### What needs to be done
The records that follow are to be reproduced exactly. Any pictures in them are left out.

(Records provided Opens)

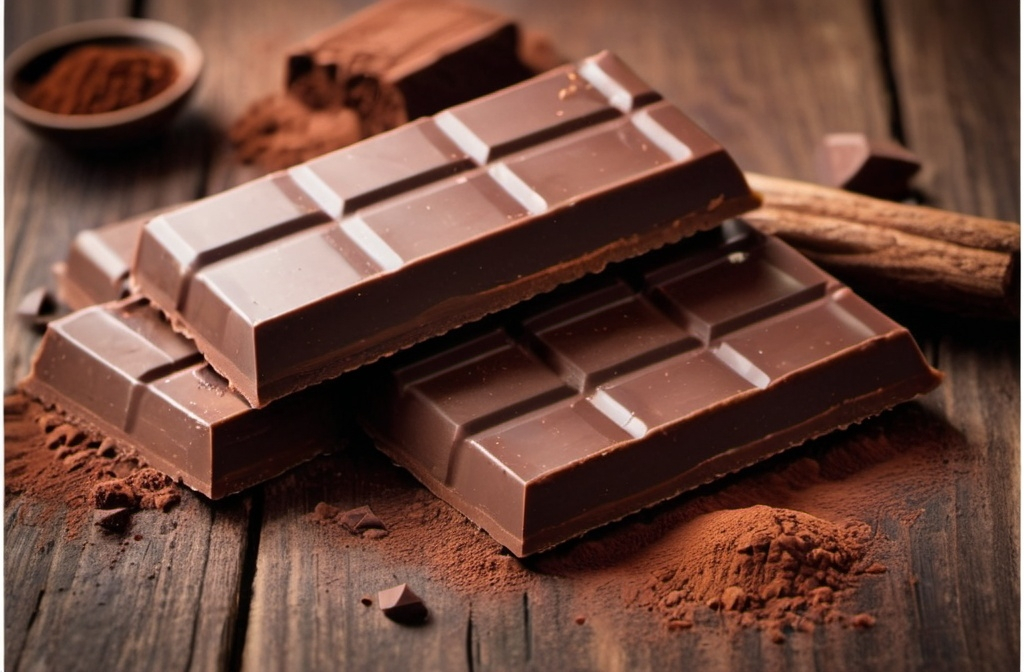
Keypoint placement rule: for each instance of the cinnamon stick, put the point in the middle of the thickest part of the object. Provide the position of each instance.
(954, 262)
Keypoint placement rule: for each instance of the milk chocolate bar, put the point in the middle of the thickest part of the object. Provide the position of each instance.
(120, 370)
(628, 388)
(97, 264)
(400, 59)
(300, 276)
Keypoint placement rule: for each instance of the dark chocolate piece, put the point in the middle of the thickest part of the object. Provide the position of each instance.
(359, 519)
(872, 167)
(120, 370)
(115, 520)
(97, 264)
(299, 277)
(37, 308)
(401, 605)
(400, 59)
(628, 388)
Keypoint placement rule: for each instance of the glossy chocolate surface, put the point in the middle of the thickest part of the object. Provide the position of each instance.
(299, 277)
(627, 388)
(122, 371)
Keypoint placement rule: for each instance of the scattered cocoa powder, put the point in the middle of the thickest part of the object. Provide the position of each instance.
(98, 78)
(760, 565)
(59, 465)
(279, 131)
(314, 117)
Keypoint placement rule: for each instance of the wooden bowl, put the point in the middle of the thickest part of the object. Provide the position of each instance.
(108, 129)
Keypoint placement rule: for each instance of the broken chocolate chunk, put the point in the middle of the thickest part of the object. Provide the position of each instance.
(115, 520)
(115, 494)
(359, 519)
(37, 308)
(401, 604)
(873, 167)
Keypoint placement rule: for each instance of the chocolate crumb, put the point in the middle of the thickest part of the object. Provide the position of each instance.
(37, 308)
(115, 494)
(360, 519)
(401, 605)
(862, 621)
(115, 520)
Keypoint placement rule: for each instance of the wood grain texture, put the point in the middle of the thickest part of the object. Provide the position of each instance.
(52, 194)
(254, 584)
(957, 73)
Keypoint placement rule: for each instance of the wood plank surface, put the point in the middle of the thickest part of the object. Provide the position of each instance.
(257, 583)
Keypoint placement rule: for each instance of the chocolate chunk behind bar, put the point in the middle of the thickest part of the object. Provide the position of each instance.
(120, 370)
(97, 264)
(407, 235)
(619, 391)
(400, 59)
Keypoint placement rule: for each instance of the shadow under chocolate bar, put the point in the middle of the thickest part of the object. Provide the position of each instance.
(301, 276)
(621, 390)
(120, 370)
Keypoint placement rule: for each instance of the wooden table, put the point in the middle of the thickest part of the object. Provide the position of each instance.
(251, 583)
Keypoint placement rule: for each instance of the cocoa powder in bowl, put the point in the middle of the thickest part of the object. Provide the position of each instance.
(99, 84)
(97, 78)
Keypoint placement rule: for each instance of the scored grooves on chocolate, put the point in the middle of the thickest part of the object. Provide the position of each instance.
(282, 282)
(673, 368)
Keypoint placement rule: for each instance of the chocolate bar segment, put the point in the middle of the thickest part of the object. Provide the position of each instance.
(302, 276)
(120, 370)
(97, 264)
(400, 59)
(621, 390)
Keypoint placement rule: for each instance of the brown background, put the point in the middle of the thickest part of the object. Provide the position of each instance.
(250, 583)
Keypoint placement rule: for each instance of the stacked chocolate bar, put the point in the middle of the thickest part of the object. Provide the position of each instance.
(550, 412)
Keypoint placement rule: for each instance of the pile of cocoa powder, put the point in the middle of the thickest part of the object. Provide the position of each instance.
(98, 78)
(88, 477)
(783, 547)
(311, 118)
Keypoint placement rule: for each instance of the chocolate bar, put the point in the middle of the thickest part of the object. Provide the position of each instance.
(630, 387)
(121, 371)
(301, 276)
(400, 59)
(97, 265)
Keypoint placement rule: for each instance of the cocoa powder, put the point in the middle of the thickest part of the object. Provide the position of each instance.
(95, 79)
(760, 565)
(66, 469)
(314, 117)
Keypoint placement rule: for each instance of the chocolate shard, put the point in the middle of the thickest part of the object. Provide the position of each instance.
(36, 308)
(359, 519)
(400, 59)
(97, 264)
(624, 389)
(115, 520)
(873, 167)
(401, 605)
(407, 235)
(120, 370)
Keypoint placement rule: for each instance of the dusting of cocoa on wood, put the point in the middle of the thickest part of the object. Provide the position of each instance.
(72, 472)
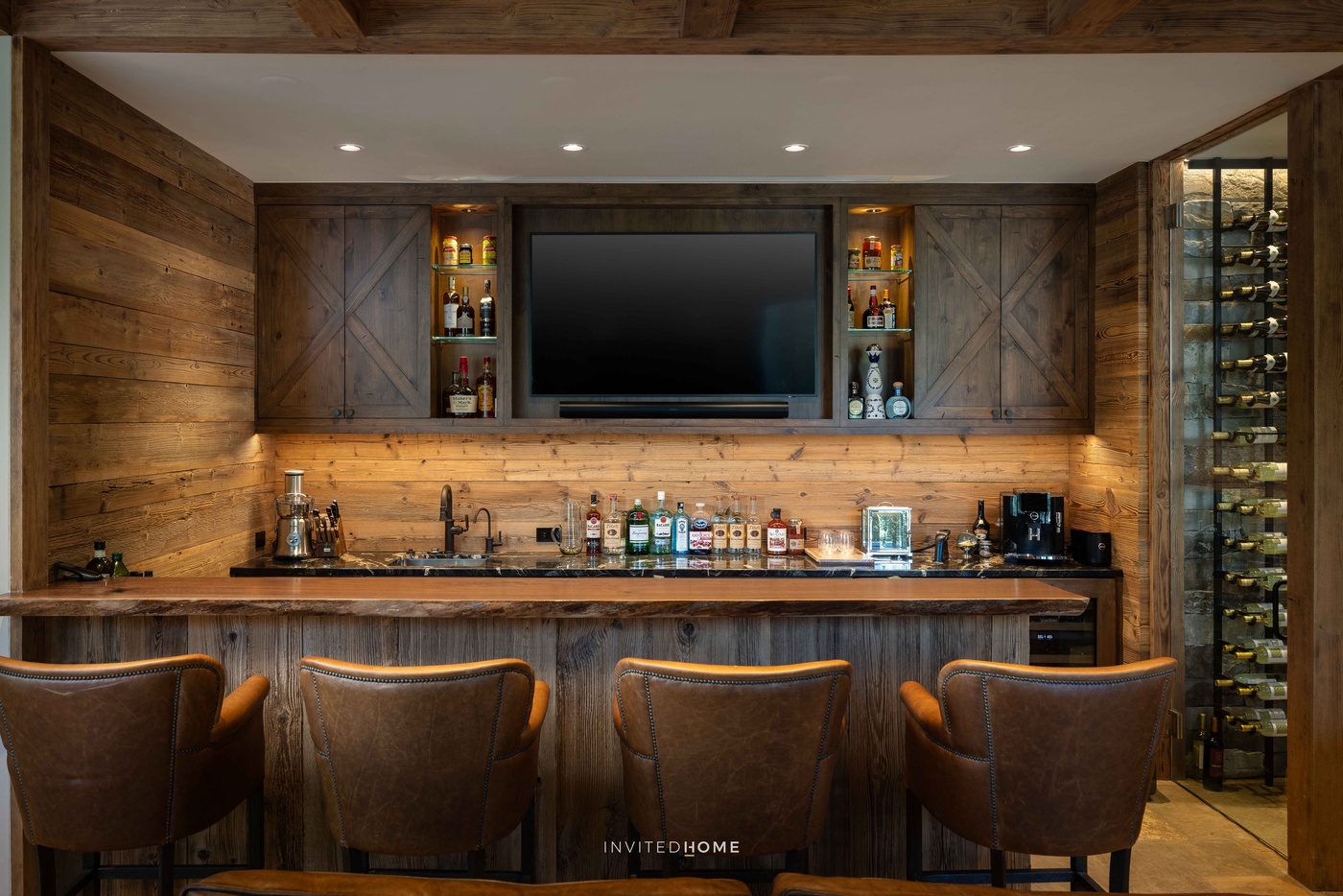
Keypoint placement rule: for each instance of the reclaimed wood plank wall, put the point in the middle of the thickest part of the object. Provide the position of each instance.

(Records provided Closes)

### Response to the exercise
Keypoint placement rule: for each instance of the cinnamon stick, put the point in the middle of the thickest part of the object. Provide the position of each instance.
(954, 262)
Keypoint placement rule: for each instance of the milk chocolate bar, put the point in the middle of the thickest part of the object. Provide the position of each instance.
(120, 370)
(628, 388)
(97, 264)
(400, 59)
(300, 276)
Keypoint placement rule: for each instance of the dark chocolate piece, put the point in the middle of the thickest part of the object. Provide the position of each instance.
(359, 519)
(872, 167)
(120, 370)
(115, 520)
(97, 264)
(299, 277)
(37, 308)
(401, 605)
(400, 59)
(628, 388)
Keypoint placement rule: for each instance of the glossy chocolate surface, put the point in the middle of the thickest part of the object. Provide the position of each instance.
(299, 277)
(627, 388)
(122, 371)
Keypoint placement rule: for each instance of the scattered cocoa powder, put the point in the middle of the thickest part of the object. Provide the position of each instance.
(98, 78)
(760, 565)
(59, 465)
(279, 131)
(314, 117)
Keypoint placement rule: for each instance of the wooden bowl, put the point in the middle of the thickest part of the object. Provide the position of each instance.
(108, 129)
Keypoint placement rule: for each instance of the broken chocolate chunk, put the point in the middle of the thickest part of the object. Provide the position of each instance.
(115, 520)
(115, 494)
(359, 519)
(37, 308)
(401, 604)
(873, 167)
Keypoint placement rule: for each instance of the chocolate crumb, put the point in the middle of the thickest part of the object. Provide the position of each instance.
(37, 308)
(115, 494)
(360, 519)
(401, 605)
(862, 621)
(115, 520)
Keypoint placement rule: for each instance of the wood grain texture, put the point in the middle of the thickest part of the object. Provide the position of each instance.
(52, 194)
(254, 584)
(957, 73)
Keypoint placement rule: for each instance of the wood plank surface, put the point in the middle of the thickest part of the object. Provide the position of each instance.
(257, 583)
Keypoint placement rule: for each instance of the chocolate chunk behind bar, put the point in the middle of the thickest part of the object. Provide the position of each instance.
(120, 370)
(97, 264)
(407, 235)
(619, 391)
(400, 59)
Keypoint placement rule: for each instance of the shadow under chocolate bar, put the point in the middle of the thickest part of the object. Provide the position of each instance.
(301, 276)
(621, 390)
(120, 370)
Keypoint placement rule: for each instance of the wooden table, put the point in the middle of the thickest part of the object. Provide the position of each instance.
(251, 583)
Keypoint placement rule: for each instance of the cocoa powder in bowl, put the point in the middle of the thickest part of the object. Provide the position of each instance.
(99, 84)
(97, 78)
Keypoint placement rule: for each instance of the scored grooves on chocolate, put the point in the middle of the thickest part of the object. Provide the position of each instance.
(282, 282)
(673, 368)
Keypoint placement rule: for each instance of the chocolate bar segment, put the point in the middle of the thickest part of the object. Provide the position of each instance.
(302, 276)
(120, 370)
(97, 264)
(400, 59)
(621, 390)
Keypoint placement rule: for each instance of the brown background, put the point in the middle of the thickest part of the object. Provide the position of each instance.
(250, 583)
Keypoint placement rule: for each instance of the stacked chocolate bar, put the point in the middle of the thickest part of the object. Provide the position of each instance.
(550, 412)
Keypoint placement rule: for each instance of the pile of cocoa powder, put the point in the middle of the thickest part of the object. Provide the position of each instance.
(98, 78)
(88, 477)
(783, 547)
(311, 118)
Keypoint placement rule: for each instance of the chocolate bar, put the point in the middle of the thickest part of the object. Provide the position of each instance.
(630, 387)
(121, 371)
(301, 276)
(400, 59)
(97, 265)
Keypoint placement rule: for each instance of the cocoa powder, put the point in the middle of the thickest part of the object. Provide the position of each instance.
(95, 79)
(760, 565)
(66, 469)
(314, 117)
Keypoint placement rule: for each instance of the chocolate shard, put the point in the middle of the thickest part of the object. Provide the position of each instance.
(36, 308)
(359, 519)
(400, 59)
(97, 264)
(624, 389)
(115, 520)
(873, 167)
(401, 605)
(407, 235)
(120, 370)
Keypoint placement rule: for each instance of the dusting of cocoa on wood, put the point in the middle of the thickest part of the object. Provide the position of each instance.
(72, 472)
Keypoint placement rule: for each instance of the reclaimed wood plank wall, put the point in the middle of the thickest part of the object. Provide the position of each instance.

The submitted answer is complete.